Which lines in the items below contain the string "body"? Gather every one of them, treating uppercase and lowercase as different.

BEGIN

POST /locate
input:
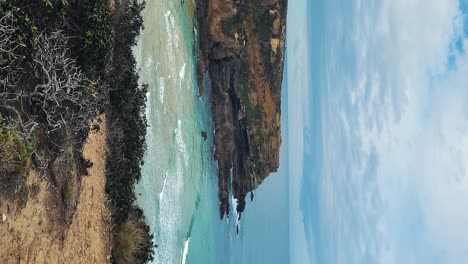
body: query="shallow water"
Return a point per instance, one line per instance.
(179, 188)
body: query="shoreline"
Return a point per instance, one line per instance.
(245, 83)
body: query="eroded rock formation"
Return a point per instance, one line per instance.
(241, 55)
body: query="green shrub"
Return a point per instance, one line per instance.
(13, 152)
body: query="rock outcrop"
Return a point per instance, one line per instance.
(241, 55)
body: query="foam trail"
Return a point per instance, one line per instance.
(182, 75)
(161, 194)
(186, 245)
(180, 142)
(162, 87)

END
BEGIN

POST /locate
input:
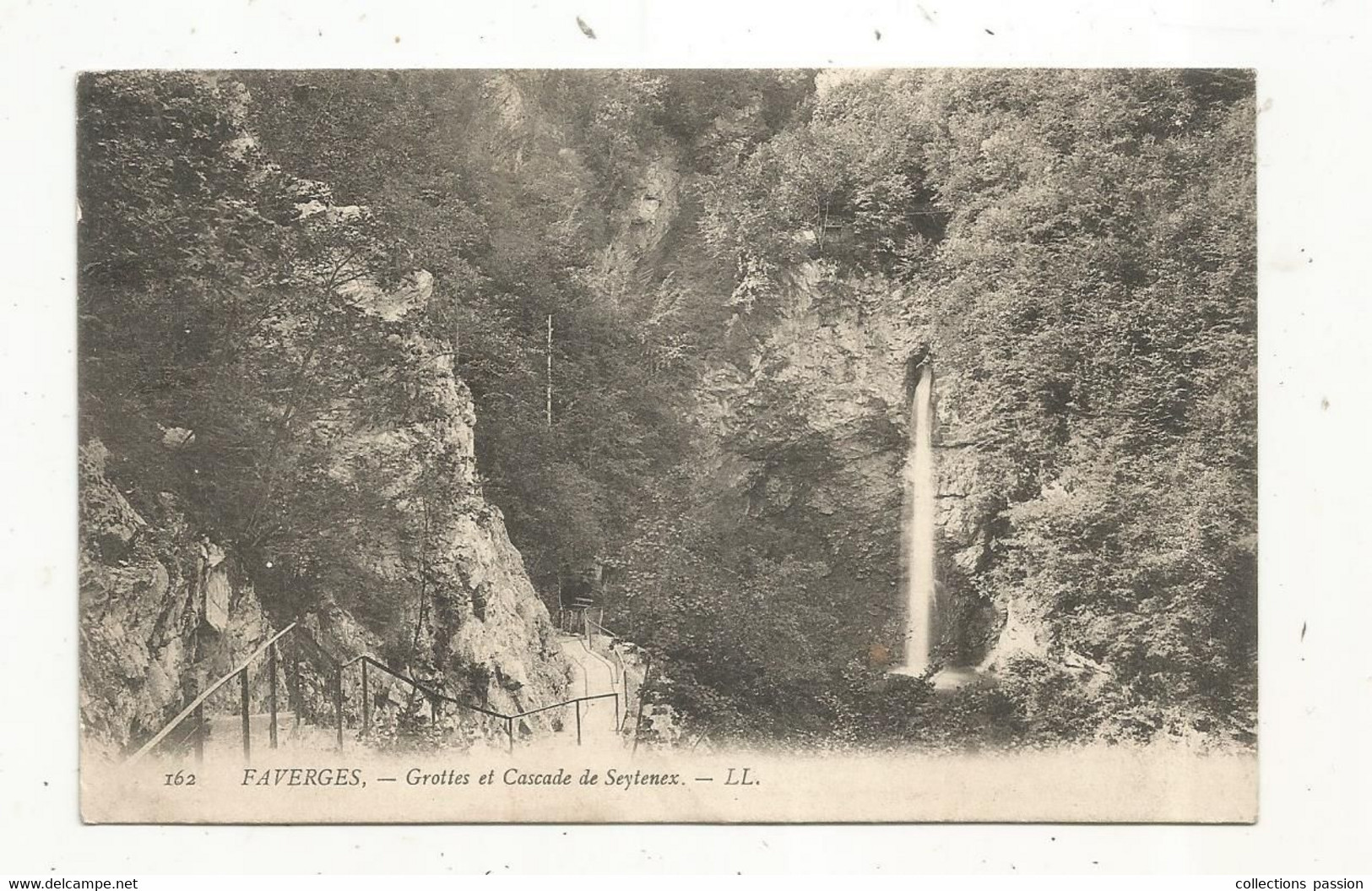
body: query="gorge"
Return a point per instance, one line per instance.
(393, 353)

END

#### RESPONSE TO THE TASK
body: query="shallow water"
body: query="shoreline"
body: query="eroded rock formation"
body: query="green shrub"
body: query="rock outcrop"
body: query="foam trail"
body: query="gorge"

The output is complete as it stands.